• EXERCISE DETAILS: The lines to repeat are those below from the one containing "Target: tall evergreen tree" down to the one containing "of the neighboring", both included; reproduce them exactly and nothing else.

Top of DATA SHOWN

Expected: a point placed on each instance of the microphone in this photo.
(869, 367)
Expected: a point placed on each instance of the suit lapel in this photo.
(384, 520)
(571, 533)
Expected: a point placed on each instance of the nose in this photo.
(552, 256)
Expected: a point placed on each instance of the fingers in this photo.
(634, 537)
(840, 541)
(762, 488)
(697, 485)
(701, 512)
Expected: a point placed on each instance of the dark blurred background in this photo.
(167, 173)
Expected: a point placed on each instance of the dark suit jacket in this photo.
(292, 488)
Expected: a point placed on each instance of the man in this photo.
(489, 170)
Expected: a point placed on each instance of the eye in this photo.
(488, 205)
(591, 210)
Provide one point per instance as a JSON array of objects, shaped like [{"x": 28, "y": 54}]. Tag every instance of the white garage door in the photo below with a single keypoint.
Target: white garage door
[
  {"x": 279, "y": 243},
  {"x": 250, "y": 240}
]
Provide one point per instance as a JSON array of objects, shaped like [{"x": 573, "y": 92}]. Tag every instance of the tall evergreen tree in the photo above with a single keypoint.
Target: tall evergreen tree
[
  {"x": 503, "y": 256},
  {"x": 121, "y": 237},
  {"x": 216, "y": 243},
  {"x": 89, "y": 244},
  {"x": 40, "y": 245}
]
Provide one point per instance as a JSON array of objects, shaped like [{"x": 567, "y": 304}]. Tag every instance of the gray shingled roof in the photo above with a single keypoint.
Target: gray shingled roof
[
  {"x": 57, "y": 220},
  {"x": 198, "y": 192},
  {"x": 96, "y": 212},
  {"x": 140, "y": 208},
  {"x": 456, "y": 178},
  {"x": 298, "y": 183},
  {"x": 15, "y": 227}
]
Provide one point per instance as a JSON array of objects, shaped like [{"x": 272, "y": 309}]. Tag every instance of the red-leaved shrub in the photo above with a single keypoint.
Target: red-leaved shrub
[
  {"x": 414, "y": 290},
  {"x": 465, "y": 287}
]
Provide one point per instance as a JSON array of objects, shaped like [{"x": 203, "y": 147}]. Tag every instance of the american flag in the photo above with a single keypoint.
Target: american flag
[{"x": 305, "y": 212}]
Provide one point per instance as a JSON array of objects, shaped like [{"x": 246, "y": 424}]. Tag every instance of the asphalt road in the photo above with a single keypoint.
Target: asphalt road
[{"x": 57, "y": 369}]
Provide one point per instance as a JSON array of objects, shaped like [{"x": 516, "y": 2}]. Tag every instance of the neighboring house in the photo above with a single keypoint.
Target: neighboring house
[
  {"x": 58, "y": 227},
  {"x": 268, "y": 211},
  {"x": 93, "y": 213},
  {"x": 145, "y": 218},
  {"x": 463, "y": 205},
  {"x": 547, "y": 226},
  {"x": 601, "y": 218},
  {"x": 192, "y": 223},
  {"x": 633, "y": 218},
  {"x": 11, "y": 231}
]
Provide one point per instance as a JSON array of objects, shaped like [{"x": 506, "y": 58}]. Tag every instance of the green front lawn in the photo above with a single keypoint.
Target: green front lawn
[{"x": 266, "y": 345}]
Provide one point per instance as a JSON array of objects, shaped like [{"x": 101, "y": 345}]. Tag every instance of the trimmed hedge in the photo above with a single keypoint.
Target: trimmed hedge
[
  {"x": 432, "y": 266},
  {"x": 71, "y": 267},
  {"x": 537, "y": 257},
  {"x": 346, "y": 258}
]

Bottom of DATA SHOWN

• EXERCISE ANSWER:
Target: tall evergreen tree
[
  {"x": 503, "y": 256},
  {"x": 121, "y": 237},
  {"x": 216, "y": 243},
  {"x": 89, "y": 244},
  {"x": 40, "y": 245}
]
Provide one point per instance as a JSON array of objects, shaped like [{"x": 567, "y": 304}]. Tag every instance of the gray shingled roof in the photo above with a single keypoint.
Target: gray shingled roof
[
  {"x": 57, "y": 220},
  {"x": 198, "y": 192},
  {"x": 96, "y": 212},
  {"x": 140, "y": 208},
  {"x": 456, "y": 178},
  {"x": 298, "y": 183},
  {"x": 15, "y": 227}
]
Provide one point per instance as a JSON array of objects, shaped like [{"x": 272, "y": 309}]. Tag every instance of the red-leaved shrub in the photo above with a single keypoint.
Target: red-leaved shrub
[
  {"x": 414, "y": 290},
  {"x": 465, "y": 287}
]
Provide one point per instance as a JSON array of objects, shaped like [{"x": 203, "y": 147}]. Tag every instance of the american flag in the photo above with a single keypoint.
Target: american flag
[{"x": 305, "y": 212}]
Provide one point per instance as a JSON array of objects, shaped like [{"x": 246, "y": 424}]. Tag every instance of the asphalt road in the photo above with a single keypoint.
Target: asphalt road
[{"x": 57, "y": 369}]
Provide one point per instance as a JSON array of objects, shaped like [{"x": 516, "y": 2}]. Tag every instance of the neighboring house in the photo above with a single keypoint.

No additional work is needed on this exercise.